Elon Musk‘s rocket company, SpaceX and Alphabet Inc (NASDAQ:GOOGL) are reportedly negotiating a launch deal to put data centers into orbit.

The speculative technology would bypass Earth’s massive power grid constraints just as SpaceX gears up for what may become the biggest public listing in history.

Google plans to launch prototype satellites by 2027 under its Project Suncatcher initiative.

The search giant already owns a 6.1% stake in SpaceX and is reportedly working with Planet Labs PBC (NYSE:PL) on the satellite builds.

Space-based computing is quickly becoming a core part of the SpaceX pitch to investors. The company confidentially filed for a public listing this summer with a targeted valuation between $1.75 trillion and $2 trillion.

AI Consolidation In Orbit

To bolster its balance sheet ahead of the roadshow, SpaceX recently merged with Musk’s xAI in a deal valuing the combined entity at $1.25 trillion. The company also took an option to acquire AI coding startup Cursor for $60 billion later this year.

The rocket giant also locked down a major agreement to supply terrestrial computing power to AI startup Anthropic using 220,000 Nvidia GPUs. Anthropic has already expressed interest in utilizing SpaceX’s future orbital data centers.

A successful orbital test could fundamentally shift how tech giants scale artificial intelligence infrastructure.

Google CEO Sundar Pichai recently noted that “tiny racks of machines” in satellites could become a normal way to build data centers within a decade.

What The Traders See

The Polymarket contract on whether the SpaceX IPO hits a $2.2 trillion valuation sits at 47%. $2 trillion is at 71%.

Polymarket expects a SpaceX IPO to happen in June. June 15th is at 9%, and June 30th is at 70%.

SpaceX has an 87% chance of being the largest IPO this year, with Anthropic well behind with 9%.

With Google at the table, orbital data centers look less like vaporware and more like a legitimate, incoming infrastructure shift.

▸ **What the task requires**
According to the article on SpaceX and Google's orbital data center talks, by what year does Google plan to launch prototype satellites under its Project Suncatcher initiative?

▸ **Entries provided**
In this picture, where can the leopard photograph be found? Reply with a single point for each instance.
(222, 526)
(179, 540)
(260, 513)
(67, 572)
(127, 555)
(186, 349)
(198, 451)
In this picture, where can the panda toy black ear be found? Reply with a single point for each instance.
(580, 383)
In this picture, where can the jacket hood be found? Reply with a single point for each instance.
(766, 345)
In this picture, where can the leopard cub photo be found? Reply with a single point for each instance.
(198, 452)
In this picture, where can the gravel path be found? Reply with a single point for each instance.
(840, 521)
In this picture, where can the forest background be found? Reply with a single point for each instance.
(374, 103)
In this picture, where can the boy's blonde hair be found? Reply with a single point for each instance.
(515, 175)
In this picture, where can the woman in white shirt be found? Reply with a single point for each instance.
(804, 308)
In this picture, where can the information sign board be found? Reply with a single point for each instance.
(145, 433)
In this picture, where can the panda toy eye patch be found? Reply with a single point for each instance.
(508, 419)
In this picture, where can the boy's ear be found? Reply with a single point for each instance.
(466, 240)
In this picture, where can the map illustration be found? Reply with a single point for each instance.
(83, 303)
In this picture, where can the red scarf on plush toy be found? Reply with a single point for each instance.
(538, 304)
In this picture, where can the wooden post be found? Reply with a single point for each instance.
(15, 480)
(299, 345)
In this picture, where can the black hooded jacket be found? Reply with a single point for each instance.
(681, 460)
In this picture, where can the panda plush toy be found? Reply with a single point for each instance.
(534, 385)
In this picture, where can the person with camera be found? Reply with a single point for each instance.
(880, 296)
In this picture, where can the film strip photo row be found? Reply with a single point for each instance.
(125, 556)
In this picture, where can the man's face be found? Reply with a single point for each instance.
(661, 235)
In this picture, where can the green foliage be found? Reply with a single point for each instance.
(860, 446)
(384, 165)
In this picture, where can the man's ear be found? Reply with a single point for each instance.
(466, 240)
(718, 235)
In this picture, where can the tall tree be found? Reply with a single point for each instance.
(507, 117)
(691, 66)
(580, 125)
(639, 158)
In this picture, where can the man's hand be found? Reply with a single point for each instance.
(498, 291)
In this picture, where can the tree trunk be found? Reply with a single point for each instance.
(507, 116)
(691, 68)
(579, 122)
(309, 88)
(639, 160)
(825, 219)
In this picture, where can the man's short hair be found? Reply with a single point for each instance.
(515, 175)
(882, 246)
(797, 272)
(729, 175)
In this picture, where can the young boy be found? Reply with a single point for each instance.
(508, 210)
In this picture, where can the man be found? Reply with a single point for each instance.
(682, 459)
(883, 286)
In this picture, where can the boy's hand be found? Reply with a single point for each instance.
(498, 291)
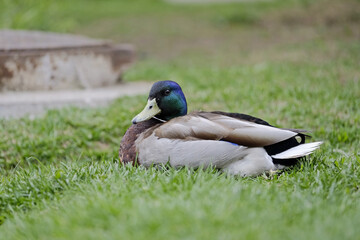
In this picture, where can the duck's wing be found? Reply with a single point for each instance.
(215, 126)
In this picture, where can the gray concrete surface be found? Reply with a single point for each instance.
(35, 103)
(34, 60)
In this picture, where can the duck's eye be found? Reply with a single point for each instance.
(166, 92)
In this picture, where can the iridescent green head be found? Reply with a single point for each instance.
(166, 101)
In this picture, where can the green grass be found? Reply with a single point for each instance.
(60, 177)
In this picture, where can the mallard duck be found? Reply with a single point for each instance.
(236, 143)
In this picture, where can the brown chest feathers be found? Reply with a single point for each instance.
(127, 152)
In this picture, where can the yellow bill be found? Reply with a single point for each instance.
(151, 109)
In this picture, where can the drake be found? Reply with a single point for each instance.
(236, 143)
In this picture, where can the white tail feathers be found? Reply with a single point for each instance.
(298, 151)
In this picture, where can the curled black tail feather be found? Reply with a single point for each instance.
(283, 146)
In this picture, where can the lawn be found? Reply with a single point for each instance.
(293, 63)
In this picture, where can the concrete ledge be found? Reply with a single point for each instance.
(33, 60)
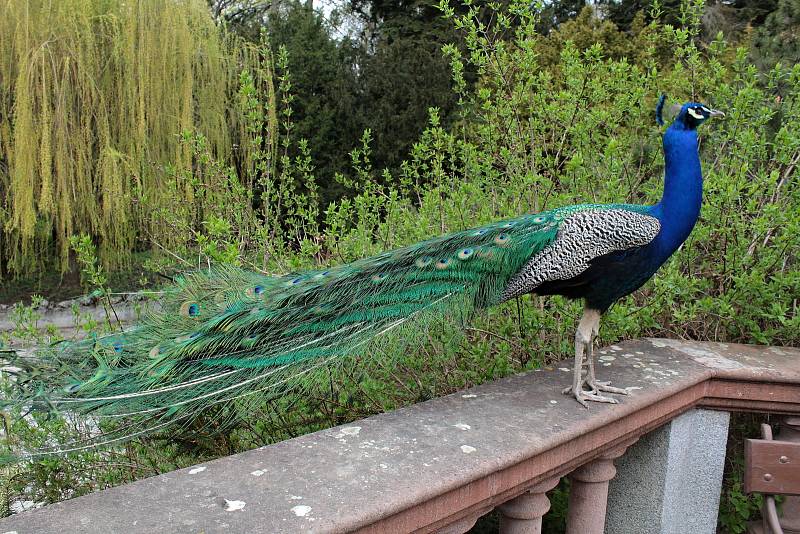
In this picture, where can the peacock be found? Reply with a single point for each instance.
(227, 336)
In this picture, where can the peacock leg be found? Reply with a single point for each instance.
(595, 386)
(583, 343)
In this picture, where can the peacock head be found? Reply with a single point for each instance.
(688, 116)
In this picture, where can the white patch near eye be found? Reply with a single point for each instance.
(695, 114)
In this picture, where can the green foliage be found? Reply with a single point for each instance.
(89, 118)
(778, 40)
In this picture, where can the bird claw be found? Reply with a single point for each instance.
(606, 387)
(582, 396)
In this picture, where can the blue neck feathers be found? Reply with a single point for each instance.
(679, 206)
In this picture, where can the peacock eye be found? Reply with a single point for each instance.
(698, 112)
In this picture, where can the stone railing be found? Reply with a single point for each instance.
(439, 465)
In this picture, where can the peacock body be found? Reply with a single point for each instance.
(230, 335)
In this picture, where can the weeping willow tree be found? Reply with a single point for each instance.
(94, 95)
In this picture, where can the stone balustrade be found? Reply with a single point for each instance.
(439, 465)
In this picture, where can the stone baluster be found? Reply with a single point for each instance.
(588, 494)
(523, 514)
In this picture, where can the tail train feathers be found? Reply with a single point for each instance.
(227, 336)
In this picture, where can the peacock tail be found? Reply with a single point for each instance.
(227, 336)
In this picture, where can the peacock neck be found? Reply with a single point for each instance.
(679, 206)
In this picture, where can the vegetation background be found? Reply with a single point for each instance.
(142, 138)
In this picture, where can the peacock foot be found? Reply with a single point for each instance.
(581, 395)
(595, 386)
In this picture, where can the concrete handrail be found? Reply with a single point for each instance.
(438, 465)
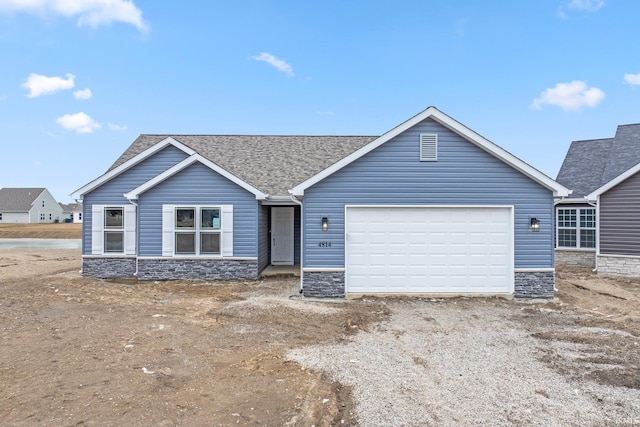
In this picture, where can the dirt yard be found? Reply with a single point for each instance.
(82, 351)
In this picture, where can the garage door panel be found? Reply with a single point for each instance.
(429, 250)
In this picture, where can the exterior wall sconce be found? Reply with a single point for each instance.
(534, 225)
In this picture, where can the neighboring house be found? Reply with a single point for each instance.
(72, 211)
(430, 207)
(597, 226)
(28, 205)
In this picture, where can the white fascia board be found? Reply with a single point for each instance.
(129, 164)
(437, 115)
(615, 181)
(133, 194)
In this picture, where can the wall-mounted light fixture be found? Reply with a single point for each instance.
(534, 225)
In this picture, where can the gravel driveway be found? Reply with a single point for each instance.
(472, 362)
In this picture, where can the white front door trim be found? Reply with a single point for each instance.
(282, 235)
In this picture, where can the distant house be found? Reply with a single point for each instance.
(28, 205)
(599, 225)
(72, 211)
(429, 207)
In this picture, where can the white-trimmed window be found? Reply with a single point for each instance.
(576, 228)
(197, 230)
(113, 230)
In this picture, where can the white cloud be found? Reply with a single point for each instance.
(42, 85)
(113, 126)
(92, 13)
(570, 96)
(588, 5)
(279, 64)
(580, 5)
(79, 122)
(632, 79)
(83, 94)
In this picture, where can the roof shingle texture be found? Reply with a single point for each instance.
(272, 164)
(590, 164)
(18, 199)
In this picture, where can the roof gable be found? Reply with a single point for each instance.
(593, 196)
(133, 160)
(455, 126)
(18, 199)
(591, 164)
(195, 158)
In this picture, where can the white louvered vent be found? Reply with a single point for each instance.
(428, 147)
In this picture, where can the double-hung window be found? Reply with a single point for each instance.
(197, 230)
(113, 230)
(576, 228)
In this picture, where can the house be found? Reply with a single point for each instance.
(72, 212)
(597, 226)
(430, 207)
(28, 205)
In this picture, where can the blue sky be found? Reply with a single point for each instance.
(81, 80)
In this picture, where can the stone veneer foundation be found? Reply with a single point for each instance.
(170, 268)
(528, 284)
(534, 284)
(572, 258)
(323, 284)
(619, 265)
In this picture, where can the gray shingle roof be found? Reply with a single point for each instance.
(590, 164)
(18, 199)
(273, 164)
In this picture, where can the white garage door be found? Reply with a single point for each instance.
(442, 250)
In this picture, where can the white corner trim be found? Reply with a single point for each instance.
(592, 197)
(133, 194)
(130, 163)
(473, 137)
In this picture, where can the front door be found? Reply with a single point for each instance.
(282, 236)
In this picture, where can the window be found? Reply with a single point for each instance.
(197, 231)
(576, 228)
(113, 230)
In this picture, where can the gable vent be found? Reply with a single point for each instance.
(428, 147)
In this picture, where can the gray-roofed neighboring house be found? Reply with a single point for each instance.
(597, 226)
(28, 205)
(72, 212)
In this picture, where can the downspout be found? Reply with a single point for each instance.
(135, 273)
(295, 200)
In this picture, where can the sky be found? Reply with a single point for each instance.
(81, 79)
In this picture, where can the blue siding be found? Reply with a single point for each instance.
(463, 175)
(112, 191)
(198, 185)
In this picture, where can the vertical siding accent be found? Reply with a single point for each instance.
(198, 185)
(111, 192)
(393, 174)
(619, 216)
(227, 230)
(129, 230)
(167, 229)
(97, 229)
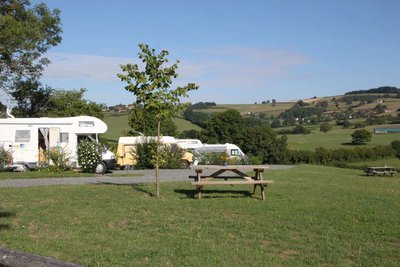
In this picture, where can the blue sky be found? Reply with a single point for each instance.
(236, 51)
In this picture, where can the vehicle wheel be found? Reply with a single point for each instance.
(185, 164)
(100, 168)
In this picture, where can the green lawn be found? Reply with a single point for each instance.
(312, 215)
(42, 174)
(337, 138)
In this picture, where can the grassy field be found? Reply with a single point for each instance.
(312, 216)
(337, 138)
(42, 174)
(271, 110)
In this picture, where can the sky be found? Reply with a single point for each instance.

▸ **Response for this exercise**
By 2027.